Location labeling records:

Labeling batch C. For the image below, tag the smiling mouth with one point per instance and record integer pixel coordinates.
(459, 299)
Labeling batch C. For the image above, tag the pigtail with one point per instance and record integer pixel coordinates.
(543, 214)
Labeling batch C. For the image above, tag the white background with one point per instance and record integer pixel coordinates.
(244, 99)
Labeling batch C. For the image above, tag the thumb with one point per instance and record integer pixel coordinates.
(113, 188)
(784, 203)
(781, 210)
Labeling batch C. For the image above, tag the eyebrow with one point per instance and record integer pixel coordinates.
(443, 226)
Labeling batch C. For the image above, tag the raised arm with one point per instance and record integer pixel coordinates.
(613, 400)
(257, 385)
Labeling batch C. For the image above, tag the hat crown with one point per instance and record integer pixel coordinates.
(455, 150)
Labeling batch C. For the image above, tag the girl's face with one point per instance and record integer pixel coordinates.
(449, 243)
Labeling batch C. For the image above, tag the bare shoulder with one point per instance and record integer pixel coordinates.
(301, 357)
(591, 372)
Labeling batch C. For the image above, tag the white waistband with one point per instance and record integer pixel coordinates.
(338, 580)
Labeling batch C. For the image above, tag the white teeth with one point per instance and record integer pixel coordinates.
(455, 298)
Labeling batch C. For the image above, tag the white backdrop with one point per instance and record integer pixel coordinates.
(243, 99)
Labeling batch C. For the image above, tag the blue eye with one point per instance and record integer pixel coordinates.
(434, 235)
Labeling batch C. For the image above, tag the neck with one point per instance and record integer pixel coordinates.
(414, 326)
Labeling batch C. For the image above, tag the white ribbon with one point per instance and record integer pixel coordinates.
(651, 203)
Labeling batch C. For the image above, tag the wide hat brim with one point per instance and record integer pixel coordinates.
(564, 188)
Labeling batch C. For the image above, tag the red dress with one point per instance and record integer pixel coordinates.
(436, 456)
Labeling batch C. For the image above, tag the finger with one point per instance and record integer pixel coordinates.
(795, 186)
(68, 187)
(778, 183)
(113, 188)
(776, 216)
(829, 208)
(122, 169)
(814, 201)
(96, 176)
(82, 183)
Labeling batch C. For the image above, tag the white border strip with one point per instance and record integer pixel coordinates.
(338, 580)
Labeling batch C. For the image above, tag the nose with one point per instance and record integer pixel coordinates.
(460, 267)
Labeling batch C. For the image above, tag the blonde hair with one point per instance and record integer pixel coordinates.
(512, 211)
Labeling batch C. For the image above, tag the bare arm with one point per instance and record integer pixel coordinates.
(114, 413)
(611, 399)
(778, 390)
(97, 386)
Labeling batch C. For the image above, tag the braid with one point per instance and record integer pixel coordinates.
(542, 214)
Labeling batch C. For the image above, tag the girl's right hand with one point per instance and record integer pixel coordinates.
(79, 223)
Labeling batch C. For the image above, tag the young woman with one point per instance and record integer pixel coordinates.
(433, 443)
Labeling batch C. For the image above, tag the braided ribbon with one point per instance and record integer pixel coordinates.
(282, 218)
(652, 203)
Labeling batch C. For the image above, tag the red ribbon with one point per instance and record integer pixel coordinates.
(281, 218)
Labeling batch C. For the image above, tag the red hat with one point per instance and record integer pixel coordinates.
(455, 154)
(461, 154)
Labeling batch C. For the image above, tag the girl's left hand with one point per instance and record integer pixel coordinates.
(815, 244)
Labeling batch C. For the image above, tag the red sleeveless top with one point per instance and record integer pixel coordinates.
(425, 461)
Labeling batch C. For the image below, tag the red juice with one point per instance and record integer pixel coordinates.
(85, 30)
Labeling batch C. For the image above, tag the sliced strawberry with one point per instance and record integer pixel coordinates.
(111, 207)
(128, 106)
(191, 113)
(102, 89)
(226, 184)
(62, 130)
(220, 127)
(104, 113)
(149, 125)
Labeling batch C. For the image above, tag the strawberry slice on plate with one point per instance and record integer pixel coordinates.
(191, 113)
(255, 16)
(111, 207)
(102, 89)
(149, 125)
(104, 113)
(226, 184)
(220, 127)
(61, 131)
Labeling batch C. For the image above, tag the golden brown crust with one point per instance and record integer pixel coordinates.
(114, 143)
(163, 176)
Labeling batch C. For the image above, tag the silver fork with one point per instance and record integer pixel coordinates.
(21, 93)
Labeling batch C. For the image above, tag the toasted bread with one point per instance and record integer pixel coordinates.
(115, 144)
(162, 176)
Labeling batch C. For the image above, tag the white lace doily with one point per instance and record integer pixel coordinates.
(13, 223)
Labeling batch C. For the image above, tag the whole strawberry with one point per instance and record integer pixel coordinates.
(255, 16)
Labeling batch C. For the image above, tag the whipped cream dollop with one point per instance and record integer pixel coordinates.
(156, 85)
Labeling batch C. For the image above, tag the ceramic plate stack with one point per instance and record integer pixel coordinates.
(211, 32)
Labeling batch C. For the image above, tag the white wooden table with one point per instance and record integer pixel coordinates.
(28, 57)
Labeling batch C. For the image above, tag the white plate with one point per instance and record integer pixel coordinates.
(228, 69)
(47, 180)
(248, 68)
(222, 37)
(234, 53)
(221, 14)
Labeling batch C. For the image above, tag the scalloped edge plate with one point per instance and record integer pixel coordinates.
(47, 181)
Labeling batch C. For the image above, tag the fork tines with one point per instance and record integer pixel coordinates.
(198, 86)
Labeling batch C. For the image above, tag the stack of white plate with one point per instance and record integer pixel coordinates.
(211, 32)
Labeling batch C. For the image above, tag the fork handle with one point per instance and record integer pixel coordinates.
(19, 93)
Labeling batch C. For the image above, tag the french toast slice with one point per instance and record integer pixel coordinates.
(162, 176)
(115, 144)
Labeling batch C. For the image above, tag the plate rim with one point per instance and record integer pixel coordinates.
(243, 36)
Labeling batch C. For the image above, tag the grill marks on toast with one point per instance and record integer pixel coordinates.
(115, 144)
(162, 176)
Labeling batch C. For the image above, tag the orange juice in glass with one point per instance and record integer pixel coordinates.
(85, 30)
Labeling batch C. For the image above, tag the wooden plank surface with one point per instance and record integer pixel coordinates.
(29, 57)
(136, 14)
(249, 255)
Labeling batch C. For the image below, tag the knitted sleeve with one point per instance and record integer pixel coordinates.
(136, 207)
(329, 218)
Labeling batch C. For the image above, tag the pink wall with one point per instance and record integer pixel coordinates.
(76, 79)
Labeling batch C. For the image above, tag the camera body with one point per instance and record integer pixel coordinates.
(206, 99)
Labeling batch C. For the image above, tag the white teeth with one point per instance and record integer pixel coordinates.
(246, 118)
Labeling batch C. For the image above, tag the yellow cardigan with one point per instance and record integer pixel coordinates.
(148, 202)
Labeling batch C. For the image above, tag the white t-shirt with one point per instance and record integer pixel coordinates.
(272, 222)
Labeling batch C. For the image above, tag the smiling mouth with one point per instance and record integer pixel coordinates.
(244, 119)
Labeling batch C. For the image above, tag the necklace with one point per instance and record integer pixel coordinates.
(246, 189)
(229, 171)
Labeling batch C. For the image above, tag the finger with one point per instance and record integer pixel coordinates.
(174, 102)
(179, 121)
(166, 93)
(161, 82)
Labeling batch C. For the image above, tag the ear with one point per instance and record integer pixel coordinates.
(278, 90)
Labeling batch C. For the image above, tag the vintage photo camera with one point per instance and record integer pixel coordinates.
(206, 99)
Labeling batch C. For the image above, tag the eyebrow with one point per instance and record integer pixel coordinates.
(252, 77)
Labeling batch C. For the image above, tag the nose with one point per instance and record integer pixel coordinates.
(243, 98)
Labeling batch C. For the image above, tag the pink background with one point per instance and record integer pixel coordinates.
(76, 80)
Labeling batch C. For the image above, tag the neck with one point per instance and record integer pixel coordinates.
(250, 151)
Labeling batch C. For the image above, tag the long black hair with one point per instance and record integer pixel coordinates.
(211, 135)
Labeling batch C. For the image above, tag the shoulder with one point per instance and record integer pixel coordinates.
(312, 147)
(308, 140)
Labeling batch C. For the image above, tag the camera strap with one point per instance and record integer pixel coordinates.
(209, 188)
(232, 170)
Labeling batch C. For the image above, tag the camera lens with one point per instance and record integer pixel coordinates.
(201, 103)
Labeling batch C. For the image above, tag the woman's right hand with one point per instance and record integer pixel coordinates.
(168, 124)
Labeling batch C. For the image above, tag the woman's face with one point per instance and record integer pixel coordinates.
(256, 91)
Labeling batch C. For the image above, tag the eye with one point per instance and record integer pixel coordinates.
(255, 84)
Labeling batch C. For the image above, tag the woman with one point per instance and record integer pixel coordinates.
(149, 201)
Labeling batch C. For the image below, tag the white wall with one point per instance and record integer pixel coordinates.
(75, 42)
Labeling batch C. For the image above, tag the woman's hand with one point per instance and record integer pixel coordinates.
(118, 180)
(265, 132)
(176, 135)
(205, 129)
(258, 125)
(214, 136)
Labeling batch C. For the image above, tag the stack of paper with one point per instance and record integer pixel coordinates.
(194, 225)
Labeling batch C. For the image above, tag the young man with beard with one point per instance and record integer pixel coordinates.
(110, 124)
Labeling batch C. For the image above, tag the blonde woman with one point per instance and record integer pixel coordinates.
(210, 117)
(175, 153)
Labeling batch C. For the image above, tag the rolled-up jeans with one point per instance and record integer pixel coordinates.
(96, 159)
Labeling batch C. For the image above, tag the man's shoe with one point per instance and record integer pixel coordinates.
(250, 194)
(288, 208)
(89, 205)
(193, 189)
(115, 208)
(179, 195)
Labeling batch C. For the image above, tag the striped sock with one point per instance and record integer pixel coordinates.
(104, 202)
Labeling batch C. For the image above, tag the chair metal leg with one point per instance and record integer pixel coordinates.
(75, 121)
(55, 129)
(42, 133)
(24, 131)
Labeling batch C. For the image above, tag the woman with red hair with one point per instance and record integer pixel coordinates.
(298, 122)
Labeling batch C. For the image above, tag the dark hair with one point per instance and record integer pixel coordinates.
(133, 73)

## DO THIS:
Copy exactly, word for word, the line with "Labeling batch C. For the image above, tag the blonde woman" through the final line of the listing.

## SOLUTION FOR THIS EXERCISE:
Labeling batch C. For the image above, tag the blonde woman with one point per instance and record integer pixel coordinates.
(210, 117)
(175, 153)
Labeling batch C. For the image above, tag the rolled-up jeans with one point per instance and record integer pixel coordinates.
(96, 159)
Labeling batch C. For the image above, tag the man's shoe with one point per instance and record integer pixel coordinates.
(250, 194)
(288, 208)
(89, 205)
(193, 189)
(115, 208)
(179, 195)
Labeling batch C. For the image above, tag the striped sock with one point per instance and record integer pixel coordinates.
(104, 202)
Labeling batch C. For the image above, tag the chair metal leg with one point per instance and record integer pixel coordinates.
(75, 121)
(55, 129)
(42, 133)
(24, 131)
Labeling batch C. For the image above, tag the woman with red hair with one point per instance and record integer pixel coordinates.
(298, 122)
Labeling batch C. For the image above, tag the dark hair with one point per instance and record integer pixel coordinates.
(133, 73)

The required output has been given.